→ Document excerpt
Is there a reason it needs to be 0.5mm?


----------



## garydyke1 (Mar 9, 2011)

risky said:


> Is there a reason it needs to be 0.5mm?


Just a random small number plucked out of the air for clearance. presumably it can be that accurate.?


----------



## risky (May 11, 2015)

garydyke1 said:


> Just a random small number plucked out of the air for clearance. presumably it can be that accurate.?


I would say it's already closer than that.

It can be far more accurate if needed, but I don't think it is needed.


----------



## jamfit (Apr 27, 2015)

That is a sweet piece of engineering...... I'm now looking for a Mazzer to go with it!!


----------



## coffeechap (Apr 5, 2012)

How about milling a longer thicker bolt like your collar adjustment pin that would protrude above the level of the beans in the hopper, make it cylindrical and drill out the weight to exactly fit the extra long bolt. The bolt could have a flat head slot or hex in the top to tighten, this new bolt should be the same diameter as the lower burr carrier, thus it will creat a straight bean free chute to the burrs and allow you to machine something all the way down.


----------



## mrsimba (Mar 17, 2014)

Awesome work! I'm always very envious of people with so much skill!!!


----------



## Brewer in training (Feb 7, 2015)

That looks very nice indeed.......

Would you like me to beta test it for you, purely observational?

I promise to pass it on to the next name on the list......

(Well it's not my fault if the post office lost the bloody thing is it?)

And you're sure you can produce them for ONE ENGLISH POUNDS?

DELIVERED?

(Worth a try!)

Seriously though, interesting looking piece.

If you aren't going to produce, could I have the measurements?

Don't have access to a lathe....... Do know an engineer though......

Small donation to a charity of your choosing...........

Campaign Against Stupid Hedgehogs?


----------



## Xpenno (Nov 12, 2012)

Here's a link to my (very much more amateur) thread on my royal mod, might be of interest for reference. I had the parts printed as it was easier. I went through a few variations before my EK turned up and then sold it.

http://coffeeforums.co.uk/showthread.php?14042-Mazzer-bean-weight-4000&highlight=mazzer


----------



## Xpenno (Nov 12, 2012)

coffeechap said:


> How about milling a longer thicker bolt like your collar adjustment pin that would protrude above the level of the beans in the hopper, make it cylindrical and drill out the weight to exactly fit the extra long bolt. The bolt could have a flat head slot or hex in the top to tighten, this new bolt should be the same diameter as the lower burr carrier, thus it will creat a straight bean free chute to the burrs and allow you to machine something all the way down.

→ Data lines
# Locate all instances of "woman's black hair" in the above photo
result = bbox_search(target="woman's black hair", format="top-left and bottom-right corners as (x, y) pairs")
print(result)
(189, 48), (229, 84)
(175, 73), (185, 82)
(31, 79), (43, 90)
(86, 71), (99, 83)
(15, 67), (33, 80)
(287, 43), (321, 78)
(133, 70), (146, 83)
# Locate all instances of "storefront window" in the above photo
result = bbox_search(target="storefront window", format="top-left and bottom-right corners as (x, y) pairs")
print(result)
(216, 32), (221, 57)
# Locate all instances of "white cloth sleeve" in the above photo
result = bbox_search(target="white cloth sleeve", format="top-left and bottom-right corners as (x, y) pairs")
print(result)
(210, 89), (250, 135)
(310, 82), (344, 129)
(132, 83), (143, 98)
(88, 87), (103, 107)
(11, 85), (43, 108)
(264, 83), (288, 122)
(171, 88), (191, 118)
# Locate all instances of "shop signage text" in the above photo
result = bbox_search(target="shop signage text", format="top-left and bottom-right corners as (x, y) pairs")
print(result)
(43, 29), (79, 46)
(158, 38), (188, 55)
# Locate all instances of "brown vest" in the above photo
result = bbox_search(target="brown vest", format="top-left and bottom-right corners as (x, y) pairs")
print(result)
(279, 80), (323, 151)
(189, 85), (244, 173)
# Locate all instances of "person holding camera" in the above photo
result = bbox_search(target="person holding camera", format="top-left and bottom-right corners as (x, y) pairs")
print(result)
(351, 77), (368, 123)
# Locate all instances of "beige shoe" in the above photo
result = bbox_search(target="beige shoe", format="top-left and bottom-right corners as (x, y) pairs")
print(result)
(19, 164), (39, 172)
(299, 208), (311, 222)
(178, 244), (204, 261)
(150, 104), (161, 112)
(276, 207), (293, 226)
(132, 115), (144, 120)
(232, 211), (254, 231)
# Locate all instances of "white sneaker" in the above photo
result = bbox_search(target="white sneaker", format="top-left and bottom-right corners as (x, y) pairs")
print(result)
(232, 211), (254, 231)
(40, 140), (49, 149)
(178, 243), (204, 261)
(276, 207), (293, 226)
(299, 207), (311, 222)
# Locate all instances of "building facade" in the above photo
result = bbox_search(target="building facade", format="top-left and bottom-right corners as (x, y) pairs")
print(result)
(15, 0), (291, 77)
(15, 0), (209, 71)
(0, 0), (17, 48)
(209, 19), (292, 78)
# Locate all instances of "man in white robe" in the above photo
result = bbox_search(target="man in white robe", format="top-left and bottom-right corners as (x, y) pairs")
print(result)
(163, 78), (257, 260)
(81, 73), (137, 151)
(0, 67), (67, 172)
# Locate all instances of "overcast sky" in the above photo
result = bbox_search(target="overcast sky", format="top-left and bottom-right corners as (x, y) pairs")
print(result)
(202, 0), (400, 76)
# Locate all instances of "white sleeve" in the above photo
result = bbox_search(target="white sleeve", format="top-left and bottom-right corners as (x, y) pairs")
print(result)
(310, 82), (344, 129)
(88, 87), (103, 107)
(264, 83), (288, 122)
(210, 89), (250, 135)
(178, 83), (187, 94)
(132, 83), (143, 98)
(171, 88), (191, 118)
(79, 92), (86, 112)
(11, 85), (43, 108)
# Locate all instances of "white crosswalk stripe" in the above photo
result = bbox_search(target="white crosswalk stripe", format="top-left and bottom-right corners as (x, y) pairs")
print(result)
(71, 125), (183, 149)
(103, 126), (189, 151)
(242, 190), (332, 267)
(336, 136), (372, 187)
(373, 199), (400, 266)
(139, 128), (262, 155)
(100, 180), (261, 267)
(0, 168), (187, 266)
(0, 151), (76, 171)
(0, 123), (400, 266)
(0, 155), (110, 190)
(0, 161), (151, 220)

→ Stated goal
List every distinct username that appears as the author of a post in the forum thread, counting each name only once. The items play no part in anything asked here.

→ Worked answer
garydyke1, risky, jamfit, coffeechap, mrsimba, Brewer in training, Xpenno